Aufgaben>
- A) Fassen Sie den Absatz des Textes über den Sechstagekrieg, der mit „Das alles ist natürlich eine Täuschung“ beginnt, als Stichpunktliste zusammen und behalten Sie dabei die wesentlichen Fakten bei.
- B) Erläutern Sie in einem bis drei Sätzen, warum die Lage der arabischen Minderheit laut dem Text über den Sechstagekrieg auch nach Aufhebung der Militärverwaltung bedrückend blieb.
- C) Wie hoch lag das Bruttosozialprodukt pro Kopf im Jahr 1967 nach Angabe des Textes über den Sechstagekrieg?

Vorliegender Text>
--
Das verlorene Paradies?
Der siebte Tag des Krieges
Meron Rapoport
Erinnerung ist meistens trügerisch. Im Abstand von
vierzig Jahren sind ziemlich viele Menschen in Israel geneigt, die Zeiten
vor dem Sechstagekrieg als Goldenes Zeitalter, eine Art verlorenes Paradies
zu verklären. Demnach war Israel vor 1967 eine kleine und gerechte
Gesellschaft, wo Werte wie harte Arbeit, Bescheidenheit und Solidarität
stärker waren als Geldgier und Eigennutz, wo jeder jeden kannte und - vor
allem - niemand jemand anderen besetzte.
Das alles ist natürlich eine Täuschung. Das Jahr 1966 - das letzte ohne
besetzte Gebiete - war ein schreckliches Jahr: Die Arbeitslosigkeit hatte
die Rekordhöhe von 10 Prozent erreicht, die Wirtschaft erlebte eine schwere
Rezession und zum ersten Mal in der Geschichte Israels gab es mehr
Auswanderer als Einwanderer. Es stimmt zwar, dass in diesem Jahr die seit
dem Krieg von 1948 praktizierte "Militärverwaltung"[1] über die 400 000 in
Israel lebenden Araber aufgehoben wurde, aber die Lage der arabischen
Minderheit war nach wie vor bedrückend, da immer mehr von ihrem Grund und
Boden konfisziert wurde, um darauf neue jüdische Städte und Dörfer zu
errichten.
Der Sechstagekrieg änderte das alles. Dass Israel seit 1967 als regionale
oder sogar als internationale militärische Supermacht gesehen wird, ist
allgemein bekannt. Weniger bekannt ist, dass der Krieg die wirtschaftliche
Entwicklung Israels dramatisch verändert hat. Die Vorkriegsrezession wurde
beendet, die Arbeitslosenzahlen sanken drastisch und die Wirtschaft begann
aufzublühen. Vierzig Jahre später ist Israel ein gänzlich anderes Land. 1967
lag das Bruttosozialprodukt pro Kopf bei dürftigen 1 500 Dollar, 2006 liegt
es bei 24 000 Dollar, ist also auf das Sechzehnfache gestiegen. Und in der
Rangliste des Human Development Report kletterte Israel bis 2005 auf den 23.
--
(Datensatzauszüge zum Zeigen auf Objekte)
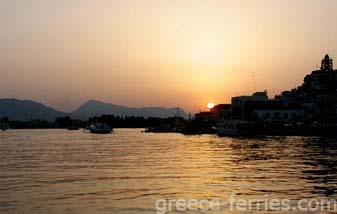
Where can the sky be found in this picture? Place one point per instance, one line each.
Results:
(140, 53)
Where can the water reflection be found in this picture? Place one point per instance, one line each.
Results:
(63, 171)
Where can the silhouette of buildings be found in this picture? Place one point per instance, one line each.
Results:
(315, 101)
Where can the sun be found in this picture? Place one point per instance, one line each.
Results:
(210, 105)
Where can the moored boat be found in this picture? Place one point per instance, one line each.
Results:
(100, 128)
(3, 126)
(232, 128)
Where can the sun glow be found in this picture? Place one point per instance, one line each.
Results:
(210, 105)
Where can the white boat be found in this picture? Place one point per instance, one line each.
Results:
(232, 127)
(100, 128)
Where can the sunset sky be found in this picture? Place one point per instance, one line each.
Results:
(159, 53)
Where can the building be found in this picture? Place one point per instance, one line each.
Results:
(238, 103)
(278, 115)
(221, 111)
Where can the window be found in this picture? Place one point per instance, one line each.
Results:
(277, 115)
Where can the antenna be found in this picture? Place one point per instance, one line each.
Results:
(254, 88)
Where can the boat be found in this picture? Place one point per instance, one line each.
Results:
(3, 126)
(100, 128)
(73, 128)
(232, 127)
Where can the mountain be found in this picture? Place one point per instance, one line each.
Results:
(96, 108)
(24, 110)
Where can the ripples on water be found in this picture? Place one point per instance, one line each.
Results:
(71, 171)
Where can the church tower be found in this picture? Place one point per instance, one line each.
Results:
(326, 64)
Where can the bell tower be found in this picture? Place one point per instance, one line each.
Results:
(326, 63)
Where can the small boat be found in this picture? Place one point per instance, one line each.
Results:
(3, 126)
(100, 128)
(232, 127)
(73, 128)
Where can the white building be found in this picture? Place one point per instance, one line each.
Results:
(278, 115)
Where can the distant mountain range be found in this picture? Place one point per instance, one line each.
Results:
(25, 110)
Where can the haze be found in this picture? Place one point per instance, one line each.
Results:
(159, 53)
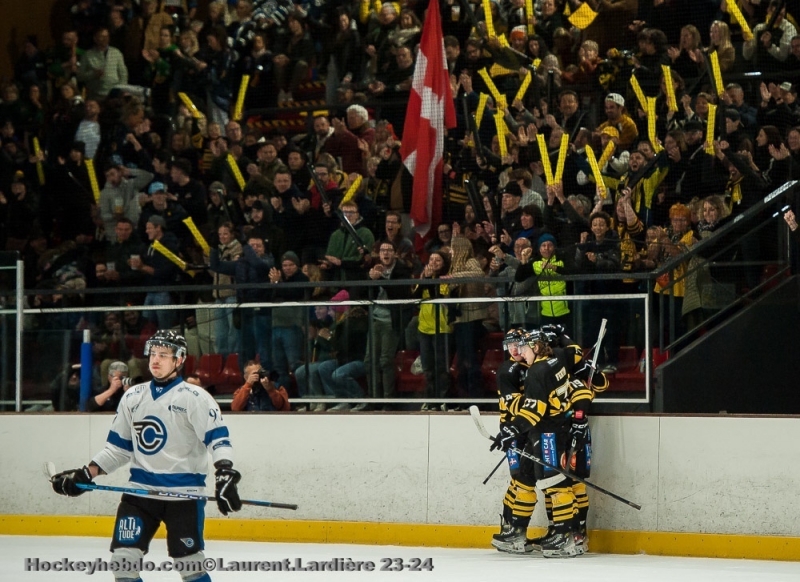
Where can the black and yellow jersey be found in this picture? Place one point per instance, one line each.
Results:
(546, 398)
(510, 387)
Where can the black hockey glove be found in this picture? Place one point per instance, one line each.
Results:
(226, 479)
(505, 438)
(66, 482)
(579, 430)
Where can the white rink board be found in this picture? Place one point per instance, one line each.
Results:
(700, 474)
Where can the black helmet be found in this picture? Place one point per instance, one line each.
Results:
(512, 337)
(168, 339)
--
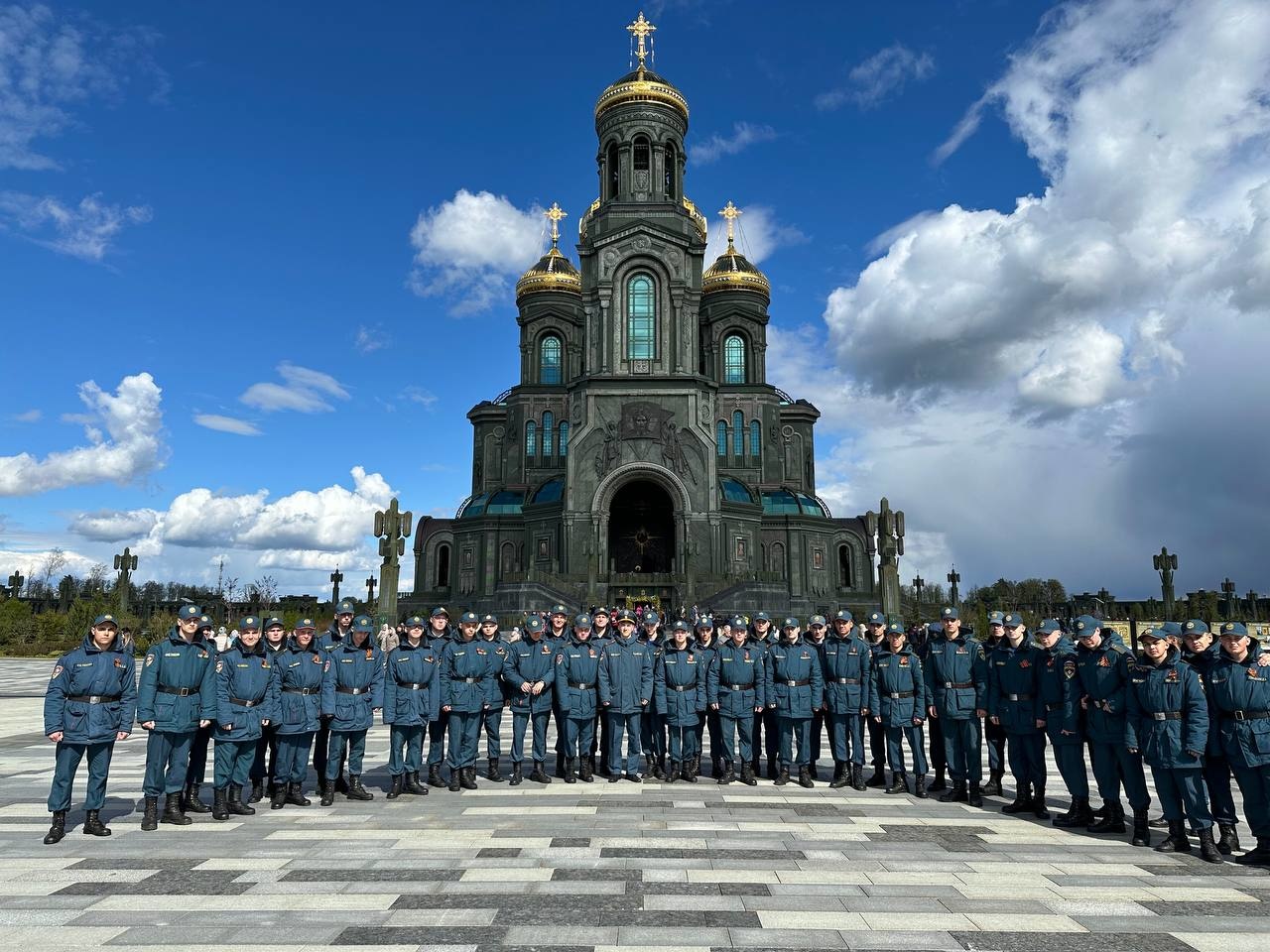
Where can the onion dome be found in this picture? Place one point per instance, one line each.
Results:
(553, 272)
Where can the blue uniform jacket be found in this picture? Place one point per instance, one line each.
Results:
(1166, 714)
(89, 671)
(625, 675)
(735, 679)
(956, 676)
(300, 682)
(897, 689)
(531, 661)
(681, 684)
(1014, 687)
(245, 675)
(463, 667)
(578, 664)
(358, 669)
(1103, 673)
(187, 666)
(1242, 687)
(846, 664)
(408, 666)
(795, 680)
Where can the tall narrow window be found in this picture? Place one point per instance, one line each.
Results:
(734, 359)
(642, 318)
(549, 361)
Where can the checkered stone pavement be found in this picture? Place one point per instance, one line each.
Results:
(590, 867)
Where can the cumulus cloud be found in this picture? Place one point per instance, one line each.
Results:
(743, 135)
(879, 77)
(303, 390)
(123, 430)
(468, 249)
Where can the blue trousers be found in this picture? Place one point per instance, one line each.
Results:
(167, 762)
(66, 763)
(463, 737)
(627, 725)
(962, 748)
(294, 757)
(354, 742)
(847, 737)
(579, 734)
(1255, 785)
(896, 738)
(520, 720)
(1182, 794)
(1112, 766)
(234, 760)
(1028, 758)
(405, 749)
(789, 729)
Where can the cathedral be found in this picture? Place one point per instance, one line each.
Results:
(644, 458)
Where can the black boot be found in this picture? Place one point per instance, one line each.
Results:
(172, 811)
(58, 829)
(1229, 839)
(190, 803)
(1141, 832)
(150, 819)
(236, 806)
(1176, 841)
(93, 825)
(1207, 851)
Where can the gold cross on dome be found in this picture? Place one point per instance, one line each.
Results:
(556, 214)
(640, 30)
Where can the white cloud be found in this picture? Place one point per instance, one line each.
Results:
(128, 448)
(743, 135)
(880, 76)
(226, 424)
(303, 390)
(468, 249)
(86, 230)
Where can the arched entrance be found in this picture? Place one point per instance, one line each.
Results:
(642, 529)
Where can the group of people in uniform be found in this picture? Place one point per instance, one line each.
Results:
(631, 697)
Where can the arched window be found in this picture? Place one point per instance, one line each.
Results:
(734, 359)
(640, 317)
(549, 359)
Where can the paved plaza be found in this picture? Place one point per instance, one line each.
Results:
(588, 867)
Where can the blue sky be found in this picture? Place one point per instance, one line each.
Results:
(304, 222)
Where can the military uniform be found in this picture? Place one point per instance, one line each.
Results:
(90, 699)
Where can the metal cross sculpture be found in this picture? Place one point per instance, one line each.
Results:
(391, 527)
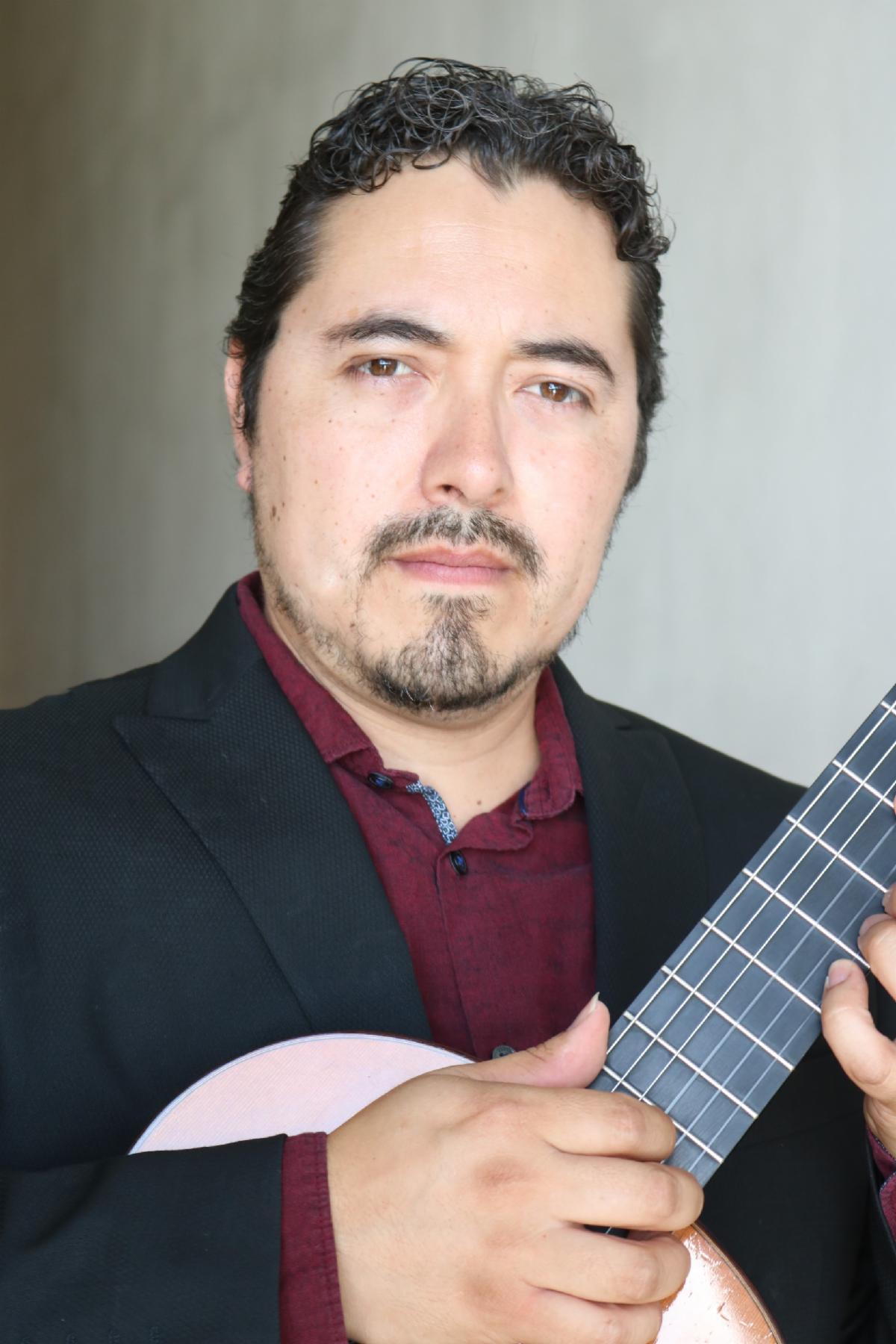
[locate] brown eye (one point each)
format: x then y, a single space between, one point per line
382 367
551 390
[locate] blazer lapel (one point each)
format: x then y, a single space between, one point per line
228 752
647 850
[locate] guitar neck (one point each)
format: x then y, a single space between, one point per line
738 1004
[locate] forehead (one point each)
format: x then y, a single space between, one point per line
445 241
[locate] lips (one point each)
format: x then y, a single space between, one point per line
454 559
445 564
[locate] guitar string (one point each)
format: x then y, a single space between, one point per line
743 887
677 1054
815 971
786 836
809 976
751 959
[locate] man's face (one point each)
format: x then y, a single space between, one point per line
--
Ergebnisse>
- A)
- 1966 war das letzte Jahr ohne besetzte Gebiete und ein schreckliches Jahr.
- Die Arbeitslosigkeit erreichte die Rekordhöhe von 10 Prozent.
- Die Wirtschaft erlebte eine schwere Rezession.
- Erstmals in der Geschichte Israels gab es mehr Auswanderer als Einwanderer.
- Die seit 1948 praktizierte Militärverwaltung über die 400 000 in Israel lebenden Araber wurde aufgehoben.
- Die Lage der arabischen Minderheit blieb bedrückend, weil immer mehr ihres Landes für neue jüdische Städte und Dörfer konfisziert wurde.

- B) Die Lage blieb bedrückend, weil immer mehr von ihrem Grund und Boden konfisziert wurde. Auf diesem Land sollten neue jüdische Städte und Dörfer errichtet werden.

- C) Bei 1 500 Dollar.